[PROBLEMS TO WORK ON]
a. Rewrite the admissions text, starting with "It does help" and going on through "not entirely arbitrary.", replacing "stochastic" with "random".
b. According to the admissions text, what is emphasized at the interview stage above MCAT scores and GPA?

At last you have reached that glorious mountain summit that once seemed so far and out of reach. With hard work and dedication, however, you have managed to surmount the obstacles in your way. You have done all that can be done as far as the application process goes. Finally, you can breathe a huge sign of relief…
Now you must sit and wait. Believe us, as tough as the whole process was, it is more difficult in some ways to be at the mercy of the faceless, yet powerful, admissions committee gods who hold your fate in their hands. These almighty deities will weigh your strengths and weaknesses, pass judgment, and ultimately dictate the course of your life. The worst part is that the adcoms are not known for their quick decisions or expeditious notification. They will almost certainly test your resolve as you hound the mail carrier each day for that golden letter. Their power may even tempt you to go to such lengths as making animal sacrifices and other offerings. We suggest that you refrain from such behavior and instead focus on other things during the months you must wait. Remember, you have done all you can. Eventually, you will reap what you sow.
It does help to have some knowledge of the admissions committees’ criteria for decision making. The admissions process has a fairly stochastic nature, which you’ll no doubt experience when you ask friends and other applicants to which programs they were admitted. Rest assured though that the choice of applicants is not entirely arbitrary.
Admissions committees look for certain characteristics in M.D./Ph.D. applicants. The regular medical school admissions process tends to emphasize the whole package, including extracurricular activities, unusual talents, unique experiences, and personality traits. Strong academic potential and an ability to develop rapport with others are sought qualities. Interpersonal skills are highly emphasized at the interview stage, above MCAT scores and GPA. Simply put, interviewers look for applicants who have the potential to become successful physicians.

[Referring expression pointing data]
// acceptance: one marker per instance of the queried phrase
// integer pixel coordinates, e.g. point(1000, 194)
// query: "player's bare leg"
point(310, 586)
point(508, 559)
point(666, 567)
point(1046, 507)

[RESPONSES IN ORDER]
a.
It does help to have some knowledge of the admissions committees’ criteria for decision making. The admissions process has a fairly random nature, which you’ll no doubt experience when you ask friends and other applicants to which programs they were admitted. Rest assured though that the choice of applicants is not entirely arbitrary.

b. Interpersonal skills.